Task requirements:
Where the string "clock" appears in a line of the data, show that line.

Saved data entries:
----------
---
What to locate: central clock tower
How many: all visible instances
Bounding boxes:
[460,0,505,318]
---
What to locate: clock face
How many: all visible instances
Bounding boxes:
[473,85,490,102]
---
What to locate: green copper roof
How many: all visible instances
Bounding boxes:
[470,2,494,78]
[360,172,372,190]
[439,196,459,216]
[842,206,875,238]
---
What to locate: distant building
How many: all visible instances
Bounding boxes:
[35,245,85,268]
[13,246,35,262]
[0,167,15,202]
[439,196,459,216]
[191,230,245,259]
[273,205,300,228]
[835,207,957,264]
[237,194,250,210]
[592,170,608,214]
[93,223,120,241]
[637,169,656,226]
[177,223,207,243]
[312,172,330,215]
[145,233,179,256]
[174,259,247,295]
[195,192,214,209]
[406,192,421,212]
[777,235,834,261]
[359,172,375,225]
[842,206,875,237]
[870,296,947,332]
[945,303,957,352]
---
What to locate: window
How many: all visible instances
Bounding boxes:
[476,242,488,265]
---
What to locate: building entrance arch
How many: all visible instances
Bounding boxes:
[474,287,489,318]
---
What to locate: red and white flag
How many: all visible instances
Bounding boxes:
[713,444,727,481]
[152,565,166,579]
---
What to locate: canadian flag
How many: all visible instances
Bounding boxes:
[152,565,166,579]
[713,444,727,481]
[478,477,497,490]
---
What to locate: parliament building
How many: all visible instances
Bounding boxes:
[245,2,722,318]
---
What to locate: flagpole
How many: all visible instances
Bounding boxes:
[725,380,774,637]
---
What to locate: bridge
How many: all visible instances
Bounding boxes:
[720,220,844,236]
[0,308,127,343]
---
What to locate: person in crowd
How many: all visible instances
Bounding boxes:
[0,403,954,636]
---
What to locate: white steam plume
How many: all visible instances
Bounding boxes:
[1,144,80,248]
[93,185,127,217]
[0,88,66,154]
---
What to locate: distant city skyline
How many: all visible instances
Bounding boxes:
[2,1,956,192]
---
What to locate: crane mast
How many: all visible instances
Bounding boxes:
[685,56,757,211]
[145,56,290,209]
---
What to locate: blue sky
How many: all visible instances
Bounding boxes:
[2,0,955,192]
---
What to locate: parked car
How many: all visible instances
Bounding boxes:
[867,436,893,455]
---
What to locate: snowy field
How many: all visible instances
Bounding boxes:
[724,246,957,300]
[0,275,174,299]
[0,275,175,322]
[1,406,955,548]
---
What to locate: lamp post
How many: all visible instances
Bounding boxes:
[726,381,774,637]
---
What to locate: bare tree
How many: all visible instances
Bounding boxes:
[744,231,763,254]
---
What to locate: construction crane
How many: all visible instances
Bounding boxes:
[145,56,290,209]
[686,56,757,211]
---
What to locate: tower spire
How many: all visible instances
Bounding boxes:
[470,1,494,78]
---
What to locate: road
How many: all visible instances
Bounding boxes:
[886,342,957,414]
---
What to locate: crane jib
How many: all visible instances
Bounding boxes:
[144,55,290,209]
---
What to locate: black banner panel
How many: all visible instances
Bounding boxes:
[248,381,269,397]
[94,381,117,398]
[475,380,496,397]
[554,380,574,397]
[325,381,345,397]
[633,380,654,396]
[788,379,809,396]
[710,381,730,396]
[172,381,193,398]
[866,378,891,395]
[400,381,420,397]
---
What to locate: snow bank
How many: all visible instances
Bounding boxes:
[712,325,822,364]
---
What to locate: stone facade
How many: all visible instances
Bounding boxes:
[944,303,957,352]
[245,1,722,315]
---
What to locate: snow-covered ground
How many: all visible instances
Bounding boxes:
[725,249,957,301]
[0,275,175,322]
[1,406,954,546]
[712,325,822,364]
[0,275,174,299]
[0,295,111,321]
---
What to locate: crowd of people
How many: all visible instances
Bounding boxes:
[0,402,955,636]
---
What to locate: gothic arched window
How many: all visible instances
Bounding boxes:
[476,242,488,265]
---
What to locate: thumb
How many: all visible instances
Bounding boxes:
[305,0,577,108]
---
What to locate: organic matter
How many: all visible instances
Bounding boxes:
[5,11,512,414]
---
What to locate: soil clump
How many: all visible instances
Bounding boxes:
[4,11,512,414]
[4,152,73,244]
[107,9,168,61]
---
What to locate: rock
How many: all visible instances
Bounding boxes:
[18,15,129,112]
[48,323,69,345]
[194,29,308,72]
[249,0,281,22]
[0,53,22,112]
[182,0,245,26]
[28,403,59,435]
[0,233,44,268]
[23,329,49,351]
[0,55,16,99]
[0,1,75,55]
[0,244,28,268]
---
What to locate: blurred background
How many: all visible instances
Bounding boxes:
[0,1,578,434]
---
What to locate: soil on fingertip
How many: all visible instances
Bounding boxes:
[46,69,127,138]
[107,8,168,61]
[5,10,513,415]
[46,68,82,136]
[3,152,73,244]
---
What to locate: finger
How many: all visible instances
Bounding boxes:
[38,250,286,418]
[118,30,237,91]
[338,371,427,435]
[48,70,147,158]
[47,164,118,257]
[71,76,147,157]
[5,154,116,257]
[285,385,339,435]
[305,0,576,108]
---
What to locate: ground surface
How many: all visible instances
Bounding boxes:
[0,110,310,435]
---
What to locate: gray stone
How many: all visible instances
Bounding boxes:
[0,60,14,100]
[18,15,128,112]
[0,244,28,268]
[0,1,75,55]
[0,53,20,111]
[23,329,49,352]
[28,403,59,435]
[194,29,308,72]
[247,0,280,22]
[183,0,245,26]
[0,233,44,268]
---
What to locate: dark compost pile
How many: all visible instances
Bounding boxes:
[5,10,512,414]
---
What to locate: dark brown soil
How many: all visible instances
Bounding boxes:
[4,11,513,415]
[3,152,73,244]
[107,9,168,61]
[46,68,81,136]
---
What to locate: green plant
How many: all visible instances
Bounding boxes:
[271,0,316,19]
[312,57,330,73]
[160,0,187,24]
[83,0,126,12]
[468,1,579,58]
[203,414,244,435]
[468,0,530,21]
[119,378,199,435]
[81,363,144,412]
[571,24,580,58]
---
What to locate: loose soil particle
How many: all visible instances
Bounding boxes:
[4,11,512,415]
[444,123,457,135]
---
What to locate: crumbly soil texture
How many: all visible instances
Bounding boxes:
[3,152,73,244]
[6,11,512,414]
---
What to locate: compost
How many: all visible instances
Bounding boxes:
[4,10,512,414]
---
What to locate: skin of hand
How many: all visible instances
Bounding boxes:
----------
Answer to the problem:
What to locate: central clock tower
What to locate: clock face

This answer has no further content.